-- start Records provided --
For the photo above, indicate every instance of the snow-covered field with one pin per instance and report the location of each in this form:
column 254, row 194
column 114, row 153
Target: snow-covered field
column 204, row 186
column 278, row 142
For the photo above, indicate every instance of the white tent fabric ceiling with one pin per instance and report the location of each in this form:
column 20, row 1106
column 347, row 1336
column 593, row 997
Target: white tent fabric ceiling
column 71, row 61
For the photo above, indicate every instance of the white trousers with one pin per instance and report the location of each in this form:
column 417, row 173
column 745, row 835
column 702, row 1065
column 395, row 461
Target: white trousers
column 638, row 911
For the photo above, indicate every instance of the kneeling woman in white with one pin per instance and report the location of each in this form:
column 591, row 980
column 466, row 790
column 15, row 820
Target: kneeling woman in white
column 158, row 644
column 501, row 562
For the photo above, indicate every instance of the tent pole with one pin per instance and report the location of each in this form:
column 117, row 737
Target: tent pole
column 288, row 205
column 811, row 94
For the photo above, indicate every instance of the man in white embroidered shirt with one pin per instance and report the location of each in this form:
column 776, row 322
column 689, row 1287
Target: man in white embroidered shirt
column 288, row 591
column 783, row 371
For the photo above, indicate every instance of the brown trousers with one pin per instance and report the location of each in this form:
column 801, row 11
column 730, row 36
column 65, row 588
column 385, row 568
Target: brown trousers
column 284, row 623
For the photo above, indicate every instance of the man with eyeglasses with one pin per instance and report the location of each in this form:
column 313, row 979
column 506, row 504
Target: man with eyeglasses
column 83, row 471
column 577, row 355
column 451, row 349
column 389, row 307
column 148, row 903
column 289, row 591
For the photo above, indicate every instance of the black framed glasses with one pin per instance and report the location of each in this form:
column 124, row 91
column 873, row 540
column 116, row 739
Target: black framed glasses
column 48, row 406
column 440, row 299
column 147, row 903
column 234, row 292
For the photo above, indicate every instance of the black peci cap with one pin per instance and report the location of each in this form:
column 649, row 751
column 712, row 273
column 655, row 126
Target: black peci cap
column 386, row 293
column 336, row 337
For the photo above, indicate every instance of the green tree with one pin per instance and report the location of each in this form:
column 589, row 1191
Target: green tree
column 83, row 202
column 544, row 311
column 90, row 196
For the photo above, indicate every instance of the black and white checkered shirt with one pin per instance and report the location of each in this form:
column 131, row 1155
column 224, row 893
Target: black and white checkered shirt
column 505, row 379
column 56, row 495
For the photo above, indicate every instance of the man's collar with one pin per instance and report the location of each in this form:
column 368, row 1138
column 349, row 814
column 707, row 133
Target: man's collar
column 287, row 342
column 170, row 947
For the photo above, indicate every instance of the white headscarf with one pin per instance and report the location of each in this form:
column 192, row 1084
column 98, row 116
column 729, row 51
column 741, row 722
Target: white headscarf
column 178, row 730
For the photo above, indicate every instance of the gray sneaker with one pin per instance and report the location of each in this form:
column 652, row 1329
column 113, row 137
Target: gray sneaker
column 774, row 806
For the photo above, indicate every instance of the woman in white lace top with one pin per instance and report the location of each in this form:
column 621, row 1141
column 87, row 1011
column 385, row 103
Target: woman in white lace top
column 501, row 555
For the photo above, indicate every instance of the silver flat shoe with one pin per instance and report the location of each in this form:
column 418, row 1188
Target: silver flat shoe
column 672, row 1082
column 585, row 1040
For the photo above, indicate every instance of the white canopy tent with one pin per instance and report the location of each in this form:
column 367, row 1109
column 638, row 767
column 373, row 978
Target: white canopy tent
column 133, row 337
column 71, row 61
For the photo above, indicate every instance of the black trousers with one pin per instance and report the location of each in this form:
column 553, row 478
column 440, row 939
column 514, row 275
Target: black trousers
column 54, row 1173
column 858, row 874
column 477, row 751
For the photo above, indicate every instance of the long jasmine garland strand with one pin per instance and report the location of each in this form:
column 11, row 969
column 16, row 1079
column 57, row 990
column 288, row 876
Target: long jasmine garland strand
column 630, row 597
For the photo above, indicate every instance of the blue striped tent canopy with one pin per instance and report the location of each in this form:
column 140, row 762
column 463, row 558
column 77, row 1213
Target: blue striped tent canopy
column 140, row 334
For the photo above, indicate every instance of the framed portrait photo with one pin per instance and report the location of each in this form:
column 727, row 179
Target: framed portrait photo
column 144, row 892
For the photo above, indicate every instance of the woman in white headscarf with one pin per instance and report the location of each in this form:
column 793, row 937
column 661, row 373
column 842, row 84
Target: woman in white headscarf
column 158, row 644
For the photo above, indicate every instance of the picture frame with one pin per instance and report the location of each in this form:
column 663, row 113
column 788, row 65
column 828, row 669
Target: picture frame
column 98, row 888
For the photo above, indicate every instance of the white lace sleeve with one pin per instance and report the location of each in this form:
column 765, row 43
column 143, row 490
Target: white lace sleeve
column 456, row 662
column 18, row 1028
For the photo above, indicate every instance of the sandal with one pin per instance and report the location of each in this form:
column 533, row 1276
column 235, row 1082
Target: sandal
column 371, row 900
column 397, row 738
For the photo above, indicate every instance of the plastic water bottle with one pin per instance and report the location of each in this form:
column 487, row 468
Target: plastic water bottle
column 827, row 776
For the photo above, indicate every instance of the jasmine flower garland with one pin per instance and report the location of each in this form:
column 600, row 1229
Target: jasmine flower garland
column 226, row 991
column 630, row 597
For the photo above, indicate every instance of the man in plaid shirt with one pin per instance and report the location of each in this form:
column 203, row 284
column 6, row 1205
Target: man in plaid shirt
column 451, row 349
-- end Records provided --
Exercise requirements> Write out all of the data above word for word, from the first line to the last.

Solution for this problem>
For the photo above, indicate every instance of the snow-covered field with one pin per instance and report the location of each in this form:
column 254, row 194
column 114, row 153
Target: snow-covered field
column 204, row 186
column 278, row 142
For the photo above, indicate every instance of the white tent fabric ceiling with one pin per instance and report the location of each in this form:
column 20, row 1106
column 347, row 1336
column 593, row 997
Target: white tent fabric ceiling
column 71, row 61
For the photo above, indicate every instance of the white trousers with one pin per instance and report the location of each in this form:
column 417, row 173
column 745, row 835
column 702, row 1065
column 395, row 461
Target: white trousers
column 638, row 911
For the photo above, indicate every instance of the kneeling woman in white with one pin per instance and report the location of each in this form:
column 591, row 980
column 466, row 790
column 15, row 820
Target: kneeling woman in white
column 158, row 644
column 501, row 562
For the photo above, indicate every instance of the tent pole with one pin per instance and report the location of each in this form:
column 117, row 737
Target: tent pole
column 288, row 205
column 811, row 94
For the photo above, indicate every instance of the man in white embroidered shirt with one pin per instance and report the location of each in this form:
column 776, row 322
column 689, row 1287
Target: man in white embroidered shirt
column 288, row 591
column 783, row 371
For the photo above, indicate every instance of the brown trousers with one pin per instance and report the location of each in this form:
column 801, row 11
column 730, row 36
column 65, row 588
column 385, row 568
Target: brown trousers
column 284, row 623
For the photo above, indicate every instance of the man with eyeglasses with one pin per instance and report the location of each in this form:
column 313, row 979
column 506, row 504
Target: man with eyeglasses
column 83, row 471
column 577, row 355
column 451, row 349
column 389, row 307
column 148, row 903
column 289, row 591
For the photo above, indicate every instance of the black framed glasses with one pin per instance and report the location of each in this form:
column 124, row 91
column 873, row 540
column 116, row 739
Target: black framed glasses
column 48, row 406
column 440, row 299
column 147, row 903
column 234, row 292
For the photo above, indicate every instance of the black peci cap with one pin per instance and report the location of each in this form:
column 649, row 751
column 712, row 273
column 655, row 126
Target: black peci cap
column 386, row 293
column 336, row 337
For the photo above, indicate every instance of the green tree with one pin per instance and report the location of each in this form:
column 589, row 1191
Target: green tree
column 83, row 202
column 544, row 311
column 90, row 196
For the photo above, indicate every instance of the black and white checkered shirt with one pin per instance and report the location of each in this form:
column 131, row 1155
column 224, row 893
Target: black and white checkered shirt
column 505, row 379
column 56, row 495
For the photo above, indicate every instance of the man's collar with one pin per instance and report the location of each in this form:
column 368, row 1138
column 349, row 814
column 707, row 133
Target: man's collar
column 287, row 342
column 170, row 947
For the photo above, indicate every instance of the white headscarf with one pin per instance and report the location of each in this form:
column 192, row 1084
column 98, row 116
column 729, row 51
column 741, row 722
Target: white headscarf
column 178, row 730
For the photo above, indicate every instance of the gray sneaker with one pin per instance and report the location of each in this form:
column 652, row 1329
column 113, row 137
Target: gray sneaker
column 774, row 806
For the photo above, indicate every instance of the woman in white lace top with one pin per instance and report the location of each in this form:
column 621, row 1141
column 87, row 1011
column 385, row 103
Target: woman in white lace top
column 501, row 555
For the photo above, indicate every instance of the silver flat shoe with one pin per instance and report the location of each in this form:
column 418, row 1188
Target: silver flat shoe
column 672, row 1082
column 585, row 1040
For the photo above, indicate every instance of the white canopy tent with one pin per instance and report the location of each in this form:
column 367, row 1109
column 638, row 767
column 373, row 978
Target: white canopy tent
column 133, row 337
column 71, row 61
For the photo above, indicate every instance of the black trousers with one pin per instance and report the location of each in this form:
column 553, row 478
column 440, row 939
column 514, row 275
Target: black trousers
column 54, row 1173
column 858, row 874
column 477, row 751
For the photo above, indicate every instance of the long jasmine garland strand with one pin per instance and report the location of each in this form:
column 11, row 969
column 16, row 1079
column 57, row 990
column 288, row 876
Target: long jasmine garland strand
column 630, row 597
For the photo above, indicate every instance of the blue striped tent canopy with one pin per instance and report the location of each in this form:
column 140, row 762
column 463, row 558
column 77, row 1213
Target: blue striped tent canopy
column 140, row 334
For the photo above, indicate every instance of the framed portrait photo with one pin per instance and report the location of each in this form:
column 727, row 179
Target: framed portrait photo
column 144, row 892
For the photo above, indicate every instance of the woman in white headscarf with one pin per instance and report the location of each in this form:
column 793, row 937
column 661, row 373
column 842, row 84
Target: woman in white headscarf
column 158, row 644
For the photo above, indicate every instance of the picture frame with one pin per instance and report the location of each in this form:
column 663, row 113
column 788, row 65
column 828, row 669
Target: picture frame
column 98, row 888
For the photo above, indicate every instance of the white lace sleeve with one pin per instance and report the location of each in this form:
column 765, row 43
column 143, row 490
Target: white lace sleeve
column 456, row 662
column 18, row 1028
For the photo above, indicate every instance of the sandal with one pin per instance and report the location of each in this form:
column 533, row 1276
column 235, row 1082
Target: sandal
column 371, row 900
column 397, row 738
For the photo above, indicate every instance of the plastic water bottle with one pin per instance and report the location of each in this form:
column 487, row 468
Target: plastic water bottle
column 827, row 776
For the photo above, indicate every instance of the jasmine flower garland with one pin per instance and report the location of each in this form:
column 600, row 1229
Target: jasmine flower garland
column 226, row 991
column 630, row 597
For the photo above, indicate every instance of the man in plaid shirt with one pin per instance and report the location of each in this form:
column 203, row 284
column 6, row 1205
Target: man in plaid shirt
column 451, row 349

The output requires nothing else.